## Set problem
Reproduce the lines between the one holding "Practice step: pick out every instance of the dome" and the one holding "[(135, 74)]", inclusive, substituting "flush-mount ceiling light" for "dome ceiling light fixture" and leaving everything else unchanged.

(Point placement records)
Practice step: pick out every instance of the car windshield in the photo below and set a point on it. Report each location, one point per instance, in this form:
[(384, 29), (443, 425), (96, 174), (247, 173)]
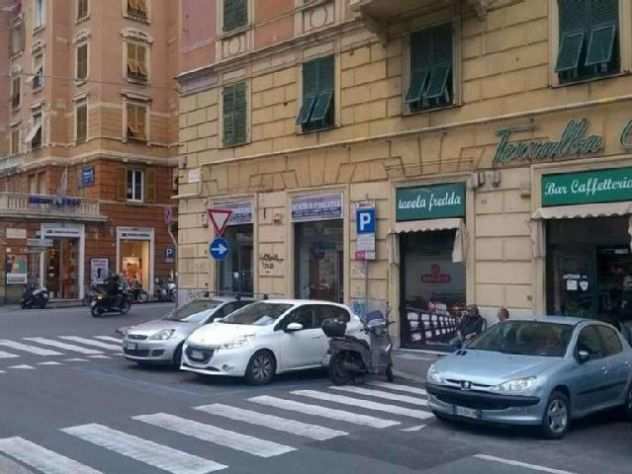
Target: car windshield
[(533, 338), (193, 312), (257, 314)]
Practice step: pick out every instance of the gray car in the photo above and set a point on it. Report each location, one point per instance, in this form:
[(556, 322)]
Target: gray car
[(160, 341), (543, 372)]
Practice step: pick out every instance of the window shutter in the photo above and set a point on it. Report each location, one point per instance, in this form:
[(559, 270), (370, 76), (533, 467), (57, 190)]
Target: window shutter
[(228, 115), (121, 185), (240, 118), (150, 186)]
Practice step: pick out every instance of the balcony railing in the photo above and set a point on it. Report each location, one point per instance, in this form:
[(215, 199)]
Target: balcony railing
[(38, 206)]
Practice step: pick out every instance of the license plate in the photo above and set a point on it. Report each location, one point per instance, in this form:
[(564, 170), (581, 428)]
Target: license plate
[(466, 412), (197, 355)]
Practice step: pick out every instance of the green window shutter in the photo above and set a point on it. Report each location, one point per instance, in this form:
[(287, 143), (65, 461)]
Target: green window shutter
[(235, 14), (240, 115), (571, 46), (228, 115)]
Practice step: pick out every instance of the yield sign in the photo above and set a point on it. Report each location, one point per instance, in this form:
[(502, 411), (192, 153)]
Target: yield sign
[(219, 218)]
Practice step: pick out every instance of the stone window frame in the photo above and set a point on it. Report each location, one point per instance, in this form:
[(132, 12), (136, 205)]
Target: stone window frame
[(328, 50), (220, 113), (625, 44), (448, 16)]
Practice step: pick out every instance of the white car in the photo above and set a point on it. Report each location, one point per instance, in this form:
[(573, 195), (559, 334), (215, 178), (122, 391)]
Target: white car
[(266, 338)]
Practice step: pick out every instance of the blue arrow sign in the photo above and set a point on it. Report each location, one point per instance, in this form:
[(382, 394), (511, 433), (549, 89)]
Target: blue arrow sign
[(219, 249)]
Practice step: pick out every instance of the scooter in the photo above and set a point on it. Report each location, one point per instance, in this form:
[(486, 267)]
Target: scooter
[(35, 296), (104, 303), (352, 358)]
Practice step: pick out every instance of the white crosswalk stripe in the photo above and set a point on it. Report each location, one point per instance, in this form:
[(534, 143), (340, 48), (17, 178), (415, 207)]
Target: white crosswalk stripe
[(90, 342), (365, 404), (316, 432), (8, 355), (62, 345), (18, 346), (142, 450), (108, 338), (324, 412), (215, 435), (383, 394), (400, 388), (42, 459)]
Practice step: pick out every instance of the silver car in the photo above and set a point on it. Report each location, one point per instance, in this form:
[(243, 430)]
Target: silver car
[(543, 372), (160, 341)]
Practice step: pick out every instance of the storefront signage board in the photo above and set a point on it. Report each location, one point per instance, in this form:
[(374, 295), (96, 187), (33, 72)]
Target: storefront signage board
[(574, 143), (317, 207), (431, 202), (589, 187)]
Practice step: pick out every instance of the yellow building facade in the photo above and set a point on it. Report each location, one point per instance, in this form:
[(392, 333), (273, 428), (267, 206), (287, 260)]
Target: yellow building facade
[(499, 177)]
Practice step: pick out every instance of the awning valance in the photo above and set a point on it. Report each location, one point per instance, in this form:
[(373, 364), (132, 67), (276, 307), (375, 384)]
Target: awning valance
[(584, 211), (427, 225)]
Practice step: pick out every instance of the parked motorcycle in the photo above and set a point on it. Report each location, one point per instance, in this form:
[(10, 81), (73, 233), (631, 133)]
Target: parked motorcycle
[(353, 358), (105, 303), (35, 296), (138, 293)]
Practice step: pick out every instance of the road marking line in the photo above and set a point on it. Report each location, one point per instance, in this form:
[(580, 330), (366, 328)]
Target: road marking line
[(364, 404), (414, 428), (212, 434), (91, 342), (108, 338), (324, 412), (317, 432), (142, 450), (18, 346), (510, 462), (62, 345), (385, 395), (400, 388), (42, 459)]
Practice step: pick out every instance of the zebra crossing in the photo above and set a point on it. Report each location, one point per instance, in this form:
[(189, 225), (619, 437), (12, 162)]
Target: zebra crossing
[(261, 426), (55, 351)]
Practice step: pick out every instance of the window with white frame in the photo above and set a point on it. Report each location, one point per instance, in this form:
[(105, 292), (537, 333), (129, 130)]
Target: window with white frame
[(82, 9), (135, 185), (81, 122), (16, 92), (589, 39), (38, 71), (136, 121), (82, 62), (39, 13), (137, 68)]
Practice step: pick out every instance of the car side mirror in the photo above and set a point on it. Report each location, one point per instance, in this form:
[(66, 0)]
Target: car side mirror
[(583, 356), (293, 327)]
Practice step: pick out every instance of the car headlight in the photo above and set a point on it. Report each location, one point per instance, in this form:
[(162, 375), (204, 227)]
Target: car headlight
[(241, 341), (522, 385), (162, 335), (434, 376)]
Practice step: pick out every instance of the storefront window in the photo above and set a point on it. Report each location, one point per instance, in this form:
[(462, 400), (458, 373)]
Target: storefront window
[(433, 288), (589, 268), (319, 260), (235, 272)]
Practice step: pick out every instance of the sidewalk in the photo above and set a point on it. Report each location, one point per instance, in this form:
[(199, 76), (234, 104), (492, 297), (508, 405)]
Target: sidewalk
[(413, 365)]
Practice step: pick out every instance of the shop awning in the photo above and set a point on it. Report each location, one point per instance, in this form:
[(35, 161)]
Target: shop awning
[(584, 211), (427, 225)]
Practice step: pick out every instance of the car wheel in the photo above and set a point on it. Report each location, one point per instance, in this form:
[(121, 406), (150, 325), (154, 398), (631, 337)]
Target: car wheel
[(627, 407), (177, 357), (261, 368), (557, 416)]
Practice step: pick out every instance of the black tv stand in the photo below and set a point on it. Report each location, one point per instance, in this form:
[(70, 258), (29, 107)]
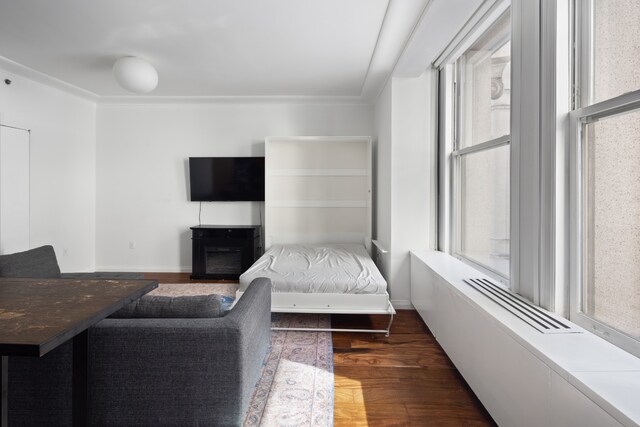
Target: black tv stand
[(223, 252)]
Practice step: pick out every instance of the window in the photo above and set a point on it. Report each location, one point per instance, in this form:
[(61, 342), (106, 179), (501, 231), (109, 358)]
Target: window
[(605, 160), (478, 146)]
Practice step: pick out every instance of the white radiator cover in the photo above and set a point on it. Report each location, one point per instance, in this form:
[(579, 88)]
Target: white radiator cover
[(518, 374)]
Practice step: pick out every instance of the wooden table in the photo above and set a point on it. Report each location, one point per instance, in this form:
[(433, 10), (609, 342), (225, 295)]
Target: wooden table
[(37, 315)]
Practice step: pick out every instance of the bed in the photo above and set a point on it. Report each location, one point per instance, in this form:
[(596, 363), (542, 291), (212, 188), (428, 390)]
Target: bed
[(317, 222), (322, 278)]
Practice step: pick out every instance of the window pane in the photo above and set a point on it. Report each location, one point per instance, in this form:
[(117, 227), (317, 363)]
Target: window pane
[(616, 48), (486, 86), (611, 293), (485, 208)]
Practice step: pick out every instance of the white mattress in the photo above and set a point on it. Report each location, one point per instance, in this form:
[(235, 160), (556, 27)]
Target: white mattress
[(334, 268)]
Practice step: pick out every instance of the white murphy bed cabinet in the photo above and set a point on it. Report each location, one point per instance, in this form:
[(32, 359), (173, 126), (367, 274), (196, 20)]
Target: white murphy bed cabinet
[(329, 174)]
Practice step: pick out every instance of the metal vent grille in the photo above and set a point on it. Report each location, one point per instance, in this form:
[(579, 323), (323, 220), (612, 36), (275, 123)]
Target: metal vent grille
[(525, 311)]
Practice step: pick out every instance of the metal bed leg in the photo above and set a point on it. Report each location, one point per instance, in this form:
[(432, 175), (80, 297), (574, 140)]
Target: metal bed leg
[(389, 326)]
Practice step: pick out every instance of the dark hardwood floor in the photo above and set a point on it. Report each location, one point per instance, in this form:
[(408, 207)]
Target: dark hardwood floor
[(405, 379)]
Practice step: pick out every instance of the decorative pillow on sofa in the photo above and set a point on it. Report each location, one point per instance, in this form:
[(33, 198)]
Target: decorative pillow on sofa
[(39, 263), (181, 307)]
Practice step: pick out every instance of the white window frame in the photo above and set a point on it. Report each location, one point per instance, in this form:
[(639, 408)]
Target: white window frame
[(450, 155), (579, 118)]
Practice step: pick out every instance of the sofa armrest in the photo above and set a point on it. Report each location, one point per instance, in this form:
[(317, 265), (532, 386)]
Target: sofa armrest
[(181, 371)]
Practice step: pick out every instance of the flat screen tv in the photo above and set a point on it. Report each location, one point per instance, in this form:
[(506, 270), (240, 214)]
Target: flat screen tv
[(226, 179)]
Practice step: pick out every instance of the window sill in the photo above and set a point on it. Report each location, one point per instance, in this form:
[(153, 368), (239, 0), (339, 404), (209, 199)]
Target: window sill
[(606, 374)]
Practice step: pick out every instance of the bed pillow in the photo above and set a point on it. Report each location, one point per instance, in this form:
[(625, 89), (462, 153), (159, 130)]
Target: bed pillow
[(38, 263), (166, 307)]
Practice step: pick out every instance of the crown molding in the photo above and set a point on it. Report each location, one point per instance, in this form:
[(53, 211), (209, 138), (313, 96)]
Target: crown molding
[(38, 77), (300, 100)]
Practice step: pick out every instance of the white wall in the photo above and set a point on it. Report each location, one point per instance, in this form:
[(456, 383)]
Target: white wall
[(382, 170), (406, 179), (142, 174), (62, 169)]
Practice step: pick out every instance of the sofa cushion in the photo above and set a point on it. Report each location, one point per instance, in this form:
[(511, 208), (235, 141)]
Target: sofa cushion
[(180, 307), (40, 263)]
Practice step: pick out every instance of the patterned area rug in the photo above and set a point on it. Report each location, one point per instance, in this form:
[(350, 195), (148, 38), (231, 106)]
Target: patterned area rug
[(296, 386)]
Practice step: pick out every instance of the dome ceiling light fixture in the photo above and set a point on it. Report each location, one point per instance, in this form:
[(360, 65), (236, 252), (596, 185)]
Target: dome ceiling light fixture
[(135, 74)]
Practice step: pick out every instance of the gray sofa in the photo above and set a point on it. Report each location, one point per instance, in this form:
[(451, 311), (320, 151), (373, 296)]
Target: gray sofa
[(152, 371)]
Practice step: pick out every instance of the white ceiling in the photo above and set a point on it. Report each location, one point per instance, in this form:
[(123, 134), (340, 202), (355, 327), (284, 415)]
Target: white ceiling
[(213, 48)]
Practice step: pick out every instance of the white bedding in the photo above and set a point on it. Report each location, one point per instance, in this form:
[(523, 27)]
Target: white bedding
[(334, 268)]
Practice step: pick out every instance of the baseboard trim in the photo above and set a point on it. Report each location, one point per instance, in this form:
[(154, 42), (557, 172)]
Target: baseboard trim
[(402, 304)]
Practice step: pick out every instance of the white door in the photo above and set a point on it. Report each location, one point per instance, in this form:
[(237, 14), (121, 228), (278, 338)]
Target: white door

## Result below
Practice step: pick out every instance of the flush-mount ceiling light in the photo above and set a point on it. Report each location, one point per instance, in this form:
[(360, 65), (236, 252), (596, 185)]
Target: flush-mount ceiling light
[(135, 74)]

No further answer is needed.